▶ **Prompt**
Where the material below has a line containing "Query: silver trophy", start repeating exactly, and keep going through the line containing "find the glass window pane in the photo above", with no other lines.

▶ **Study material**
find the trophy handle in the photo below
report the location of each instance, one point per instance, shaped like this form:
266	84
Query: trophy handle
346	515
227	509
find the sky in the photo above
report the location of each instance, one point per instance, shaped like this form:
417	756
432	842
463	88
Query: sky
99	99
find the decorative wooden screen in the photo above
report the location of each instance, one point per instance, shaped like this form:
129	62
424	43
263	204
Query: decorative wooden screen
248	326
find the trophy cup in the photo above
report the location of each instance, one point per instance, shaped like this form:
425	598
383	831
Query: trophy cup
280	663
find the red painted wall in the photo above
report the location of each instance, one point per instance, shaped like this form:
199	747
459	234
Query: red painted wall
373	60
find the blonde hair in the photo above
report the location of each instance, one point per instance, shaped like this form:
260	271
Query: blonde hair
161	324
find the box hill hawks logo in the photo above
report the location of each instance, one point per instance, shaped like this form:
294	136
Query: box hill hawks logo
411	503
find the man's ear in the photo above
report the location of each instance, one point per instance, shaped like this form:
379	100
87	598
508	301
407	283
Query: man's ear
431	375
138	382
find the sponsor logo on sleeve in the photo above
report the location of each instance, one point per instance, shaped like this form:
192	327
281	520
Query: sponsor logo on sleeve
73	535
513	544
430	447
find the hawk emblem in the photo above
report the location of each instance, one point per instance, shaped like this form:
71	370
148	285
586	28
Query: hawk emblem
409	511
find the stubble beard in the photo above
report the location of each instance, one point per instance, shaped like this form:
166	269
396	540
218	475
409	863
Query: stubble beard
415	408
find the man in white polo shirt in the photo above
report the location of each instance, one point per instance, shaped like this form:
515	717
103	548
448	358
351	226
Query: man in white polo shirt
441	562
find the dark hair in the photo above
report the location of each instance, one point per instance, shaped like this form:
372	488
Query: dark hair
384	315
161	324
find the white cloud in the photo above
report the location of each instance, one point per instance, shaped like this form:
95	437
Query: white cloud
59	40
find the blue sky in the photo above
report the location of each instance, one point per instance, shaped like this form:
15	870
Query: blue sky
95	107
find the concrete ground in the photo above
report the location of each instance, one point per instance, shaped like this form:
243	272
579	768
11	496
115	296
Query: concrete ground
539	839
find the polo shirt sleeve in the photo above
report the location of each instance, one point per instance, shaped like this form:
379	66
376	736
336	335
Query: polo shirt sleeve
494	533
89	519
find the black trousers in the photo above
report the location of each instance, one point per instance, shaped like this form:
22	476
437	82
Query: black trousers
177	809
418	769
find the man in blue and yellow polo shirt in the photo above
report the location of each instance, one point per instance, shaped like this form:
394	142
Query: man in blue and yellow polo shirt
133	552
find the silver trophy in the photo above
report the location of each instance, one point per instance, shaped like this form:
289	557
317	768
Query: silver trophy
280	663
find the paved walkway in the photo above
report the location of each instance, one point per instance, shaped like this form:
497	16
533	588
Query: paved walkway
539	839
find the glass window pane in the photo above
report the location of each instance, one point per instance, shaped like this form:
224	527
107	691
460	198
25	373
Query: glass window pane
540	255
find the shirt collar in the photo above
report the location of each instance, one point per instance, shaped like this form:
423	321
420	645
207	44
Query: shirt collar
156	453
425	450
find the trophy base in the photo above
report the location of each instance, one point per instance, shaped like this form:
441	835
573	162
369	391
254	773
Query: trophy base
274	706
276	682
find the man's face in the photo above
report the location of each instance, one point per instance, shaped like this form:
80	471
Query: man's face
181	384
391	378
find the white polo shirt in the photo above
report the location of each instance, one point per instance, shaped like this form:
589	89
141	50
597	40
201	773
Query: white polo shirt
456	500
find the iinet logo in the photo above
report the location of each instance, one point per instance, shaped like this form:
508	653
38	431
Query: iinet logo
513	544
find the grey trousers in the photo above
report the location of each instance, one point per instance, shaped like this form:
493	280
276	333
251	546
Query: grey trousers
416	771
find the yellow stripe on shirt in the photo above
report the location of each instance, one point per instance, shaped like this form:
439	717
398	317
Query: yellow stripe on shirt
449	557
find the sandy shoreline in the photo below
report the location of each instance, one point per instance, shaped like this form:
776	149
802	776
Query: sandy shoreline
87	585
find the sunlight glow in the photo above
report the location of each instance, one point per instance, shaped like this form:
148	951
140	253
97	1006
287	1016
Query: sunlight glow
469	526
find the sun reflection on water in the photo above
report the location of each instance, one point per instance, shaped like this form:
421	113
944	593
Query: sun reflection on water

▶ **Written solution**
Query: silver trophy
280	663
find the paved walkway in the photo above
report the location of each instance, one point per instance, shaped like this form:
497	16
533	588
Query: paved walkway
539	839
find the glass window pane in the photo above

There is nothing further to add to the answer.